▸ Exercise directions
Reproduce the entries below, substituting "Points" for every occurrence of "Pins" and leaving all other text unchanged.

▸ Record extracts
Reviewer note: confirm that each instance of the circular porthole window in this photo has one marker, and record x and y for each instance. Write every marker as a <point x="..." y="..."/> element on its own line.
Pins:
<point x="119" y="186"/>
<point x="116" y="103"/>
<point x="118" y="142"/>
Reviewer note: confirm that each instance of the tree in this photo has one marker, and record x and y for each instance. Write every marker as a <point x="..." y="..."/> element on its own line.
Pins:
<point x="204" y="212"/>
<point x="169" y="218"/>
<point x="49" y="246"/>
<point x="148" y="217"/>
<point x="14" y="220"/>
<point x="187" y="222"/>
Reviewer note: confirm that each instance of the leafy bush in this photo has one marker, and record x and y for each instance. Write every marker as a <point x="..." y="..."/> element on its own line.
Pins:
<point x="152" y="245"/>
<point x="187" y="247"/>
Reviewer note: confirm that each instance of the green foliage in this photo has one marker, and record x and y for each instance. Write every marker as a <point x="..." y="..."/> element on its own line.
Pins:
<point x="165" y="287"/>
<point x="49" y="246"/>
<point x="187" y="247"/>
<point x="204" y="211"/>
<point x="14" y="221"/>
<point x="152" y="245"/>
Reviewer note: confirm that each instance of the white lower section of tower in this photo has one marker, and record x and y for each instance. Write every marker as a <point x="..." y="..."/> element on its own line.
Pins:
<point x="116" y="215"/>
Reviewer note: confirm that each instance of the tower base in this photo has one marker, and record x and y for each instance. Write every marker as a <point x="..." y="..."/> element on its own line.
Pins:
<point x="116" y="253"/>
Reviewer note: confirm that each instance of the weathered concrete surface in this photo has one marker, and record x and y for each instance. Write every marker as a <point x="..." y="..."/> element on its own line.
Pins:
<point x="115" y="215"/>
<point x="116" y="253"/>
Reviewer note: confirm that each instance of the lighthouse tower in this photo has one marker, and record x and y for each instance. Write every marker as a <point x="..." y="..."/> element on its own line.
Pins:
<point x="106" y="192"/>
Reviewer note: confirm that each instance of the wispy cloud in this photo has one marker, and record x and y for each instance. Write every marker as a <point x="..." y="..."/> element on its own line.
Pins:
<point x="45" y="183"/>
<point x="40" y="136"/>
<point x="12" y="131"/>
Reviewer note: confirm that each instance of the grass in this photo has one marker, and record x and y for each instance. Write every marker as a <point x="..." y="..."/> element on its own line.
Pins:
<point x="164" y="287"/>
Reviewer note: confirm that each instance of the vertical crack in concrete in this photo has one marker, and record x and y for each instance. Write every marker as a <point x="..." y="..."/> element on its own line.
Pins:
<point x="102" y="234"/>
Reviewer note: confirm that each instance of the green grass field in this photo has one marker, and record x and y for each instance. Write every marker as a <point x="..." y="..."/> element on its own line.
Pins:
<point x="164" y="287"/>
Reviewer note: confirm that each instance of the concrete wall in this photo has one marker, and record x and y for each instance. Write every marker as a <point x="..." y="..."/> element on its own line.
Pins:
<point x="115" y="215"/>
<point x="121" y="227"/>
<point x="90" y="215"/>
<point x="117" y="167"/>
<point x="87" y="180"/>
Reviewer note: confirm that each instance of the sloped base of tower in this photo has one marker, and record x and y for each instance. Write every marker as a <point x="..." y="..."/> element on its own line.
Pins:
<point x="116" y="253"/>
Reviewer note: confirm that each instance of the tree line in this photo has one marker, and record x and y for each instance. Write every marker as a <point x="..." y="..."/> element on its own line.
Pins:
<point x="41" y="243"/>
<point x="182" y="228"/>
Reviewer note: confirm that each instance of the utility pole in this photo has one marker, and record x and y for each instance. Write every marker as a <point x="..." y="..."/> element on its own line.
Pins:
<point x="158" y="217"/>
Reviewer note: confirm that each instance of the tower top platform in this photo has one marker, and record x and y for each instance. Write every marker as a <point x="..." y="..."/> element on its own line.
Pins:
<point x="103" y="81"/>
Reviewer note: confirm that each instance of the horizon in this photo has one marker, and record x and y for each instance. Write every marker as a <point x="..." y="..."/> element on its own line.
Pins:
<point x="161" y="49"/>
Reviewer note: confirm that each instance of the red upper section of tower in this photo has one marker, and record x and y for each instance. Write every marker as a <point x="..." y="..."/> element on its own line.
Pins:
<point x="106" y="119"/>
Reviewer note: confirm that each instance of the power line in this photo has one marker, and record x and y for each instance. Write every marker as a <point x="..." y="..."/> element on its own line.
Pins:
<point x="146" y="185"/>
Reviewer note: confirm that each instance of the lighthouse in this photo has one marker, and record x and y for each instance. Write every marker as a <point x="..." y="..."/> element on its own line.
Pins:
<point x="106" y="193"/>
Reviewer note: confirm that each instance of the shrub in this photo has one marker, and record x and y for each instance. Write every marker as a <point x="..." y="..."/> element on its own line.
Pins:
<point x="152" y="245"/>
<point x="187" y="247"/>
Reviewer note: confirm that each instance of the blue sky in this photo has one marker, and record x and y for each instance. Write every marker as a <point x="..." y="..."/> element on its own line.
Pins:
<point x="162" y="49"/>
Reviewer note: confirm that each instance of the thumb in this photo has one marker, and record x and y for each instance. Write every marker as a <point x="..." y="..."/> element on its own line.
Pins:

▸ Solved exercise
Reviewer note: confirm that each instance of the circular porthole window in this photo has one marker, and record x and y for each instance. Write every marker as a <point x="..." y="..."/> element on its own line.
Points:
<point x="119" y="186"/>
<point x="116" y="103"/>
<point x="118" y="142"/>
Reviewer note: confirm that each instance of the tree in this photo has one marker, and record x and y for each instance. Write every marker as a <point x="..." y="..."/> element on its own line.
Points:
<point x="204" y="212"/>
<point x="169" y="218"/>
<point x="49" y="246"/>
<point x="148" y="217"/>
<point x="14" y="220"/>
<point x="187" y="222"/>
Reviewer note: confirm that each instance of the leafy bush in this photo has one marker, and record x and y for each instance. Write every marker as a <point x="..." y="..."/> element on its own line.
Points:
<point x="152" y="245"/>
<point x="187" y="247"/>
Reviewer note: confirm that each instance of the green foliage in this photo has one marker, and record x and y for each instance. Write every marker as a <point x="..." y="..."/> element on its own line.
Points:
<point x="165" y="287"/>
<point x="49" y="246"/>
<point x="187" y="247"/>
<point x="204" y="211"/>
<point x="14" y="221"/>
<point x="152" y="245"/>
Reviewer note: confirm that each instance of the white lower section of tower in this photo has one marker, and record x and y for each instance. Write every marker as a <point x="..." y="..."/> element on its own line.
Points:
<point x="116" y="215"/>
Reviewer note: confirm that each instance of the tower base in this photo has one marker, and record x and y for each instance. Write every marker as a <point x="..." y="..."/> element on its own line.
Points:
<point x="116" y="253"/>
Reviewer note: confirm that each instance of the weathered concrete surface in this photo has one marker, and record x and y for each instance. Write every marker as a <point x="..." y="..."/> element on its own line.
Points:
<point x="115" y="215"/>
<point x="116" y="253"/>
Reviewer note: confirm that each instance of the lighthouse tower in this photo has one marker, and record x and y for each instance. Write every marker as a <point x="..." y="..."/> element on its own line.
Points:
<point x="106" y="192"/>
Reviewer note: confirm that each instance of the wispy cloud in this photo has one marker, and record x and y for each instance. Write every marker as a <point x="..." y="..."/> element on its own line.
Points:
<point x="45" y="183"/>
<point x="40" y="136"/>
<point x="12" y="131"/>
Reviewer note: confirm that each instance of the grass in this photo has one marker, and record x and y for each instance. Write every marker as a <point x="..." y="..."/> element on its own line.
Points:
<point x="164" y="287"/>
Reviewer note: confirm that each instance of the vertical crack in concrete in this photo has one marker, and record x and y for each instance. Write every marker as a <point x="..." y="..."/> element on its own line.
Points:
<point x="102" y="234"/>
Reviewer note: confirm that each instance of the green grass field in this photo has one marker, and record x and y for each instance. Write every marker as a <point x="..." y="..."/> element on its own line.
Points:
<point x="164" y="287"/>
Reviewer note: confirm that each instance of the concrete wall in this photo has one marker, and record x and y for each instance. Write every marker as a <point x="..." y="..."/> element on its own line.
Points:
<point x="115" y="215"/>
<point x="121" y="227"/>
<point x="90" y="215"/>
<point x="117" y="167"/>
<point x="87" y="180"/>
Reviewer note: confirm that each instance of the sloped base of tower in this photo has one marker, and record x and y for each instance. Write every marker as a <point x="..." y="..."/> element on its own line.
Points:
<point x="116" y="253"/>
Reviewer note: confirm that each instance of the tree line in this photo has one marker, and record x and y for each instance. Write every marker as a <point x="..." y="..."/> element on its own line.
Points:
<point x="41" y="243"/>
<point x="182" y="228"/>
Reviewer note: confirm that each instance of the utility pole in this photo has one marker, and record x and y for each instance. Write every marker as a <point x="..." y="..."/> element on its own line.
Points:
<point x="158" y="217"/>
Reviewer note: confirm that each instance of the tower top platform in this photo has one marker, and record x and y for each instance. Write every marker as a <point x="..." y="..."/> element on its own line.
Points:
<point x="103" y="81"/>
Reviewer note: confirm that each instance of the horizon in this photo has one marker, and record x and y for each instance. Write every marker as a <point x="..." y="..."/> element on its own line.
Points:
<point x="161" y="49"/>
Reviewer note: confirm that each instance of the red upper section of tower in this photo has one marker, and record x and y for each instance. Write every marker as a <point x="..." y="..."/> element on its own line.
Points:
<point x="106" y="119"/>
Reviewer note: confirm that each instance of the power line in this photo has one marker, and record x and y for each instance. Write every marker as a <point x="..." y="..."/> element on its own line.
Points:
<point x="146" y="185"/>
Reviewer note: confirm that each instance of the lighthouse in this photo has one marker, and record x and y for each instance. Write every marker as a <point x="..." y="..."/> element on its own line.
Points:
<point x="106" y="193"/>
Reviewer note: confirm that each instance of the shrub in this photo has one marker, and record x and y for each instance. Write every marker as a <point x="..." y="..."/> element on its own line.
Points:
<point x="152" y="245"/>
<point x="187" y="247"/>
Reviewer note: confirm that each instance of the blue sky in this photo has one marker, and record x and y for each instance. Write every marker as a <point x="..." y="..."/> element on its own line.
Points:
<point x="162" y="49"/>
Reviewer note: confirm that each instance of the thumb in this photo has one marker, and record x and y for each instance. Write every marker as a <point x="..." y="..."/> element on its own line.
Points:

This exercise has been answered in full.